* **Records from a data source**
· · · · · · ·
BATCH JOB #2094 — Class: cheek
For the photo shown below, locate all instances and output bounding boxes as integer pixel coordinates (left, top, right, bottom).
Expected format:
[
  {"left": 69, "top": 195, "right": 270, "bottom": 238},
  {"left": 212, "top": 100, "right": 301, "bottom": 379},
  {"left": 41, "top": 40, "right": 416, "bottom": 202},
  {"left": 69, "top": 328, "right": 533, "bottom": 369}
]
· · · · · · ·
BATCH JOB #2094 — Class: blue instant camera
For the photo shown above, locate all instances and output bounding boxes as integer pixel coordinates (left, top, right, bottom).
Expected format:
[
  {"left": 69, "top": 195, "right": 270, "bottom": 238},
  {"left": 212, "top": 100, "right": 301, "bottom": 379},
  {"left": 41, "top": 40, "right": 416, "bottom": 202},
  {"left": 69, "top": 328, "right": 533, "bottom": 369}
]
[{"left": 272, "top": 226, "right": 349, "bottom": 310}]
· · · · · · ·
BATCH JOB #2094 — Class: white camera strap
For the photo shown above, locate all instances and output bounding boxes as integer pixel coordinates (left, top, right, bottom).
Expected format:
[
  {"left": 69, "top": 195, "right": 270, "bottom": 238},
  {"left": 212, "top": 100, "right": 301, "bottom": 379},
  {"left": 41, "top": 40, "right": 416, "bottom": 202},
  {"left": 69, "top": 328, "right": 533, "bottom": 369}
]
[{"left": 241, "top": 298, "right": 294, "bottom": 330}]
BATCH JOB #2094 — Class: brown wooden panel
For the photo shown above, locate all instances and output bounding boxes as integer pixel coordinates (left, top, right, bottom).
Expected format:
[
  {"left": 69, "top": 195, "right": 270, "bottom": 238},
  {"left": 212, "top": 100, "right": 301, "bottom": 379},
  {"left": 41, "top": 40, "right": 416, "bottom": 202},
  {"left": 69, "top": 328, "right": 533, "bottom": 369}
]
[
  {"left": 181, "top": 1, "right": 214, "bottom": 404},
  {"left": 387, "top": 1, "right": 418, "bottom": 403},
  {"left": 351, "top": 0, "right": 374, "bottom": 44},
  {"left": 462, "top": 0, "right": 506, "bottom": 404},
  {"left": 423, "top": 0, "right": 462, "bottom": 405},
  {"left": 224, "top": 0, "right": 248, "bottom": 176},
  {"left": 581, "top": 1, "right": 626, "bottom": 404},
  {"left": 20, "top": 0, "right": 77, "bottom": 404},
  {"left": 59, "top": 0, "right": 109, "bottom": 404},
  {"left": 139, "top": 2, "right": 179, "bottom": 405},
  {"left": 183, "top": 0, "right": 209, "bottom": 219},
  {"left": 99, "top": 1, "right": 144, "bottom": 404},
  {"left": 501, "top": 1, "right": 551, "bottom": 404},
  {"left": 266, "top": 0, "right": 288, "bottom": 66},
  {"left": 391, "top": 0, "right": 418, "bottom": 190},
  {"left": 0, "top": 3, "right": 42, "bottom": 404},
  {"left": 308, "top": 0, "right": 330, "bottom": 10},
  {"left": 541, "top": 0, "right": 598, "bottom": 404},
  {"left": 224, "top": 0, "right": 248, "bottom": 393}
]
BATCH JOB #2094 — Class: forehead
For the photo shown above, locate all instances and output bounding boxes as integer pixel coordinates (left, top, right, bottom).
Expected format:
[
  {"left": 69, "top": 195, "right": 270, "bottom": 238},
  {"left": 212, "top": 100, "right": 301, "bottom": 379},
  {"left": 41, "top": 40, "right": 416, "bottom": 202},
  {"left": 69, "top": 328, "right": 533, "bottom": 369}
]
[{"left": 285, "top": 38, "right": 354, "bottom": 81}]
· · · · · · ·
* **Exercise directions**
Using the records above, give the number of lines in which the word "camera" occurs, and nothing else.

* **Expected answer**
2